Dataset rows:
————
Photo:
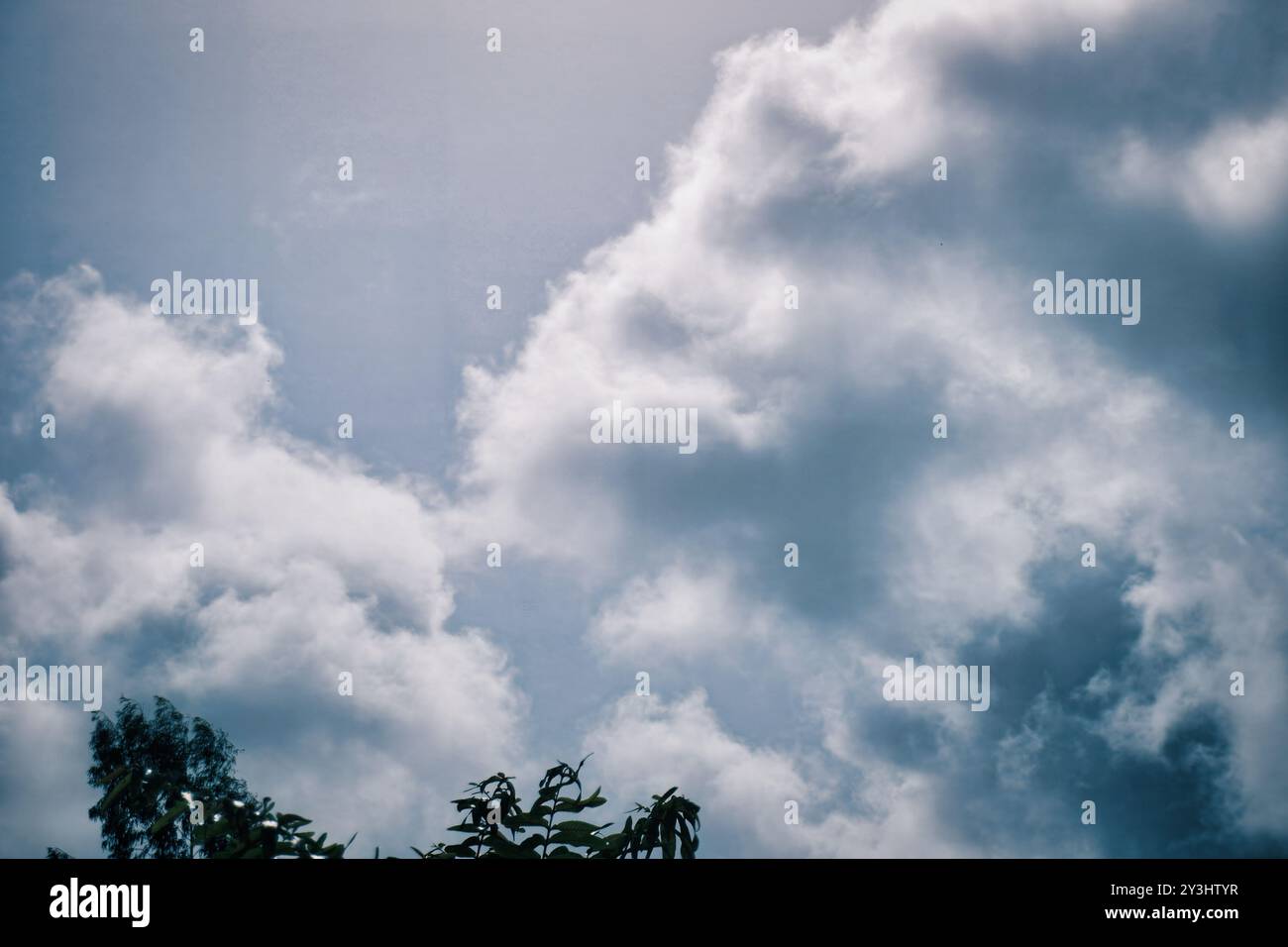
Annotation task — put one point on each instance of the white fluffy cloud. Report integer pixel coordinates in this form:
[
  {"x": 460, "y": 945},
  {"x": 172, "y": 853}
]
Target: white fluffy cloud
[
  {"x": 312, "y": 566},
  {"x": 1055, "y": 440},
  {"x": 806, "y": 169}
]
————
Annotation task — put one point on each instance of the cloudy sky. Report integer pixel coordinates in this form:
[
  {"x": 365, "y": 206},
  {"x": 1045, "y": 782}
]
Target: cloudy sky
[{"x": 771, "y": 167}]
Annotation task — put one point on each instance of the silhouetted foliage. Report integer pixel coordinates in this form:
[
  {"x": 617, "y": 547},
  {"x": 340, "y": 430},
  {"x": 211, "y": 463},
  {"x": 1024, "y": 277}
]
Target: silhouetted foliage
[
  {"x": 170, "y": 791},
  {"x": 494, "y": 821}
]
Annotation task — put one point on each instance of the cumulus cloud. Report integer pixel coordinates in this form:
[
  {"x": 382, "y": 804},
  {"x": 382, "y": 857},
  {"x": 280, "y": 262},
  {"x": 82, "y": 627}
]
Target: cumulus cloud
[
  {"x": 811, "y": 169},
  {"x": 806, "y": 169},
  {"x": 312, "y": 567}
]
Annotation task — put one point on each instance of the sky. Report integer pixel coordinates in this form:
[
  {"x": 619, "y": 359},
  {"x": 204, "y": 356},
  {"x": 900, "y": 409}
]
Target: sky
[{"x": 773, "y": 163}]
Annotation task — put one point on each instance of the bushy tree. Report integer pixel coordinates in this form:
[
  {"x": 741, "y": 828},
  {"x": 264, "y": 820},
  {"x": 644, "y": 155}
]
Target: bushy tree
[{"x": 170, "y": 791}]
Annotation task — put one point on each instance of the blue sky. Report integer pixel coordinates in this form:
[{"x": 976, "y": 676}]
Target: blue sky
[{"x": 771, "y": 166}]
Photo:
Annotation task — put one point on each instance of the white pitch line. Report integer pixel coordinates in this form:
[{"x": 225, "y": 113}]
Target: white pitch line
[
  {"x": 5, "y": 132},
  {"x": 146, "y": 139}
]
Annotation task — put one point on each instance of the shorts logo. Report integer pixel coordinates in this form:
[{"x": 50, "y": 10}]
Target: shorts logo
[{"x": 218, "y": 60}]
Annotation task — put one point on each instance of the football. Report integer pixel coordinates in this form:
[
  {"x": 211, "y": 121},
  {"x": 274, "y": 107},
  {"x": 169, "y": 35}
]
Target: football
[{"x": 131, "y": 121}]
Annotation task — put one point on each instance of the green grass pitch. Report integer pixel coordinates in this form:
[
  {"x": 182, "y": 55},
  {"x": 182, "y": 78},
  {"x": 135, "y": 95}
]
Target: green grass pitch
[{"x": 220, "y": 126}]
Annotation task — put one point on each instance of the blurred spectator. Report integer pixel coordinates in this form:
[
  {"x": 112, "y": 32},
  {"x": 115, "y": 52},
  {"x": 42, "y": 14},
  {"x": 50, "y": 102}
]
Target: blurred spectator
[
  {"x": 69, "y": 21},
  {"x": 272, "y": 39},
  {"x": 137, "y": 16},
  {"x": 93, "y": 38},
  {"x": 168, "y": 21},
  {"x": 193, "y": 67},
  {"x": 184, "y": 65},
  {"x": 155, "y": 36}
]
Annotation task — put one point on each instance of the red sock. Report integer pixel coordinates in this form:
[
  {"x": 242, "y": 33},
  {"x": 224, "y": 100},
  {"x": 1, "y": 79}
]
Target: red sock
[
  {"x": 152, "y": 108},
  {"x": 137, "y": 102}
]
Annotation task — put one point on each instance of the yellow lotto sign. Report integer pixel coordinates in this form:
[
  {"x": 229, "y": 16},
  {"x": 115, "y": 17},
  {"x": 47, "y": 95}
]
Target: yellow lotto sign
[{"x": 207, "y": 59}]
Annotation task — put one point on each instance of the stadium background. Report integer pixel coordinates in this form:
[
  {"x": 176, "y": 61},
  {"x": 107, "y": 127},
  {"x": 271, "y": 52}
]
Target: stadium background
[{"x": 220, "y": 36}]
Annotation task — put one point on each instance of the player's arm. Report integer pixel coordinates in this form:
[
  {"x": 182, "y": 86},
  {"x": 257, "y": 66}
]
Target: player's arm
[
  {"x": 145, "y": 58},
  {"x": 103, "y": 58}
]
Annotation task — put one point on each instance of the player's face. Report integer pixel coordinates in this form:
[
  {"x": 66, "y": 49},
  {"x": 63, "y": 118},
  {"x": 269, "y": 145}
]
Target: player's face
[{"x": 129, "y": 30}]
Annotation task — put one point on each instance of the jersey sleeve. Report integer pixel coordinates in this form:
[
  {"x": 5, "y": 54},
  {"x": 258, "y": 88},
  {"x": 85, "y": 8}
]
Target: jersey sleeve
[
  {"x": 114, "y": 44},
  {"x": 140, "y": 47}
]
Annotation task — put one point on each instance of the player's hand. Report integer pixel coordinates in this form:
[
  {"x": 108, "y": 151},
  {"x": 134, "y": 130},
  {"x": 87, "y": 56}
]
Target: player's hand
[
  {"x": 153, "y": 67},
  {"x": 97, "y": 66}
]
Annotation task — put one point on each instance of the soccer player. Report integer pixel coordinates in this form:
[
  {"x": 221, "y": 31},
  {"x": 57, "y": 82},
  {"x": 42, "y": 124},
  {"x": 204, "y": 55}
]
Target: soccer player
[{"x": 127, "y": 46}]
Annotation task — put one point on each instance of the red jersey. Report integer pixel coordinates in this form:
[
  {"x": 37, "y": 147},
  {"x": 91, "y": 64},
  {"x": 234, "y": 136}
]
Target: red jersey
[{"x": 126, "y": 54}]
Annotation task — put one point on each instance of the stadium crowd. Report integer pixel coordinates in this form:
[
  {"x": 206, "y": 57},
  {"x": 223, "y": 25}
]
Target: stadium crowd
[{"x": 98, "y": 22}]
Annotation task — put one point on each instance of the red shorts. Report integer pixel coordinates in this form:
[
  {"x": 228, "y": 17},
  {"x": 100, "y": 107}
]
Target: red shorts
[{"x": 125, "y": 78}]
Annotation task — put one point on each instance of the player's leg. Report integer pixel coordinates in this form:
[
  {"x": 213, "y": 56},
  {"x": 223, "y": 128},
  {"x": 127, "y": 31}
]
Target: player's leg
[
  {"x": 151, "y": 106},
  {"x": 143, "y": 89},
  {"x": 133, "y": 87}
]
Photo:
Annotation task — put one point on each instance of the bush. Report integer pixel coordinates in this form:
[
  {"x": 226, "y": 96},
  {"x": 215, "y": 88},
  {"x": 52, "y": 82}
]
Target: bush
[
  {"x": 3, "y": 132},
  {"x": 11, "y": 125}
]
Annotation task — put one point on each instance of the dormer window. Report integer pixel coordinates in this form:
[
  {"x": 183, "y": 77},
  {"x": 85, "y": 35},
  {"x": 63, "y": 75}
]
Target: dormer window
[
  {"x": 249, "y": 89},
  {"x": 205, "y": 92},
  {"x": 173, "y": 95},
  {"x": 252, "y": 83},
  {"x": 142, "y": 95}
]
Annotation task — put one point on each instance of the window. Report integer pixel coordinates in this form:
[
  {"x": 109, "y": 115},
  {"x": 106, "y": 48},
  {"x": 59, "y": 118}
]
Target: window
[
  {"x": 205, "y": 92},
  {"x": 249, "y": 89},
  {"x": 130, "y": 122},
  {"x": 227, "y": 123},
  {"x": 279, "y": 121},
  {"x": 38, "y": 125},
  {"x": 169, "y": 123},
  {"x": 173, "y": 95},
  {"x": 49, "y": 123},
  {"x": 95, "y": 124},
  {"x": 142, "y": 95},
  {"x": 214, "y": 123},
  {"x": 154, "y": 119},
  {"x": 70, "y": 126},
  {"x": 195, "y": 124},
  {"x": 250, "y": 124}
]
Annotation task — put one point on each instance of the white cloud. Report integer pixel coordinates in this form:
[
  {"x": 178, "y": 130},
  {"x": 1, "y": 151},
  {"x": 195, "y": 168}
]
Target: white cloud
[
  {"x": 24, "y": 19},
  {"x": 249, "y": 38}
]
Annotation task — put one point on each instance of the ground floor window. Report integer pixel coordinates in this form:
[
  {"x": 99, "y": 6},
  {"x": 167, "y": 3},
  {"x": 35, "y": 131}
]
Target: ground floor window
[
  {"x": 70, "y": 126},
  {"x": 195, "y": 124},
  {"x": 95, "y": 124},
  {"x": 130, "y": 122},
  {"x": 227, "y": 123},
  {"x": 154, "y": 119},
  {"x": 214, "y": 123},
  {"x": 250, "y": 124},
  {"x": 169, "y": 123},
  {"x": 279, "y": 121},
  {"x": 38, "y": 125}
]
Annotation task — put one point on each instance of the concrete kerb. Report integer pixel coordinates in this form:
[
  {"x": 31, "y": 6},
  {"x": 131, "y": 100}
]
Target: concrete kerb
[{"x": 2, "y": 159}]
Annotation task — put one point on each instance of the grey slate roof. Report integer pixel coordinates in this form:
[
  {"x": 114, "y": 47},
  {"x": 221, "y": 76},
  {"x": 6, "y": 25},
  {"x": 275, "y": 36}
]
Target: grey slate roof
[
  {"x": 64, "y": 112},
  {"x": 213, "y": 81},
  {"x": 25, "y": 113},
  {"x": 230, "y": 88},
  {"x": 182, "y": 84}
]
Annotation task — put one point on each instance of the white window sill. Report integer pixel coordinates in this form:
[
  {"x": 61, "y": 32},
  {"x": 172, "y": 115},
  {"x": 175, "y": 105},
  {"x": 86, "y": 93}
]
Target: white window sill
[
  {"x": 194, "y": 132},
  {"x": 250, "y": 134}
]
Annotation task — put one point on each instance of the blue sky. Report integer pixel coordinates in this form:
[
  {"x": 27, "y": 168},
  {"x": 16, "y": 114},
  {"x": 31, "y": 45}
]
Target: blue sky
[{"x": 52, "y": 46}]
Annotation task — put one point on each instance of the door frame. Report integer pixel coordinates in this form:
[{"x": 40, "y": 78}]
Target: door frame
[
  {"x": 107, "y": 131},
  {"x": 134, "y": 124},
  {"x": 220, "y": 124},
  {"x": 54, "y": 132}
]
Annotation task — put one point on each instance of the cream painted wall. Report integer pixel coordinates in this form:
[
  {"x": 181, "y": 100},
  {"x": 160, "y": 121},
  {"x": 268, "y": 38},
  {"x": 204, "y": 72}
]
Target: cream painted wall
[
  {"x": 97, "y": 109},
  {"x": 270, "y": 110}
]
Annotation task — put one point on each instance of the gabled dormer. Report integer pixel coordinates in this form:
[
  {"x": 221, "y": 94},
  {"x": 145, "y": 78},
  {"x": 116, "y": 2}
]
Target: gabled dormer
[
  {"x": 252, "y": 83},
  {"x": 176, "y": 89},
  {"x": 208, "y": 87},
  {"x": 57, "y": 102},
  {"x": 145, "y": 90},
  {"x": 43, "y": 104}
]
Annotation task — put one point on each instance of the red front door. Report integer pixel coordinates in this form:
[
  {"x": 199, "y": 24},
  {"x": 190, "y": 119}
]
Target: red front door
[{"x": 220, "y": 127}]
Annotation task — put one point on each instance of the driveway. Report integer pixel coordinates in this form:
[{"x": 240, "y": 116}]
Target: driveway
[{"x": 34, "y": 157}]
————
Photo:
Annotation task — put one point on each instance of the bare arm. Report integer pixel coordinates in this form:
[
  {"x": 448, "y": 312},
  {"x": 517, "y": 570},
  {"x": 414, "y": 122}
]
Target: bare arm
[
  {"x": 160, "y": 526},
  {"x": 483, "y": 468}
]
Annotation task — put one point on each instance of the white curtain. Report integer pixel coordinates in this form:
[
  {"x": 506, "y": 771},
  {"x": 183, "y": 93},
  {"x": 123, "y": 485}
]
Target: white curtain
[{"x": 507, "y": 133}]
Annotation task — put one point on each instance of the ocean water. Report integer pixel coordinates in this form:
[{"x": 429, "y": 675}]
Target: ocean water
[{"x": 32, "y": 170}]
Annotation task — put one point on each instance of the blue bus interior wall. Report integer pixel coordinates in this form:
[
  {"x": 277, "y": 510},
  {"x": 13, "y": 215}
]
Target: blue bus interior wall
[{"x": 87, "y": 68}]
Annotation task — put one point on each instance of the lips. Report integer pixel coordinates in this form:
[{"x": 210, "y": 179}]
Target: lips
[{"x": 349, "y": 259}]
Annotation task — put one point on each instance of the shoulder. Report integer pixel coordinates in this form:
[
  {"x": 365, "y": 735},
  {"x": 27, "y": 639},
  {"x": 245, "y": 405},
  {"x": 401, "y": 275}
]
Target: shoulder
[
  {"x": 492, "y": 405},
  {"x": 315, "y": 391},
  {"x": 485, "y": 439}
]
————
- **WHAT THE TASK REQUIRES**: Which lines in the entries above contain the word "background"? Gather every such line, treating uppercase and lowercase as different.

- **COMPLETED TASK**:
Annotation task — put one point on each instance of the stadium background. Report integer pixel coordinates in this form:
Target: stadium background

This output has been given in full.